### Exercise requirements:
Could you reproduce the listing below word for word, from the line containing "of the fallen" through the line containing "column 674, row 720", including both of those lines? Leave the pictures out of your copy.

### Record set:
[start]

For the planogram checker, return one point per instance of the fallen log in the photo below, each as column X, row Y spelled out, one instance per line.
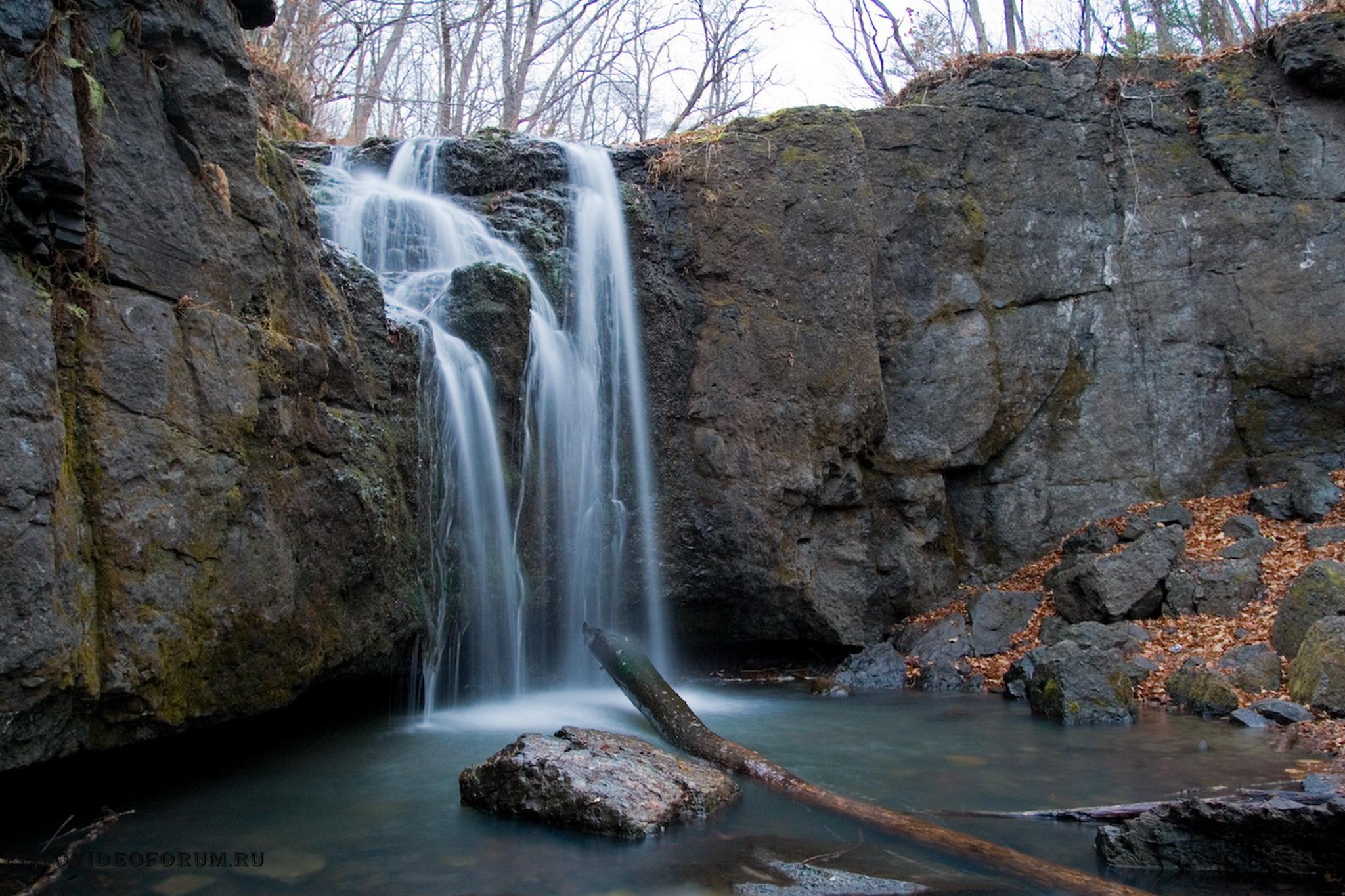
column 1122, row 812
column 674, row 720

[end]
[start]

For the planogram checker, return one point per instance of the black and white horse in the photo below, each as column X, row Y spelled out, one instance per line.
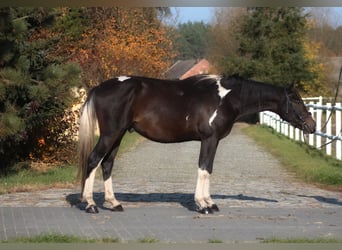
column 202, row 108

[end]

### Response:
For the planogram checker, return one point per instance of the fallen log in the photo below, each as column X, row Y spelled out, one instance per line.
column 1122, row 812
column 674, row 720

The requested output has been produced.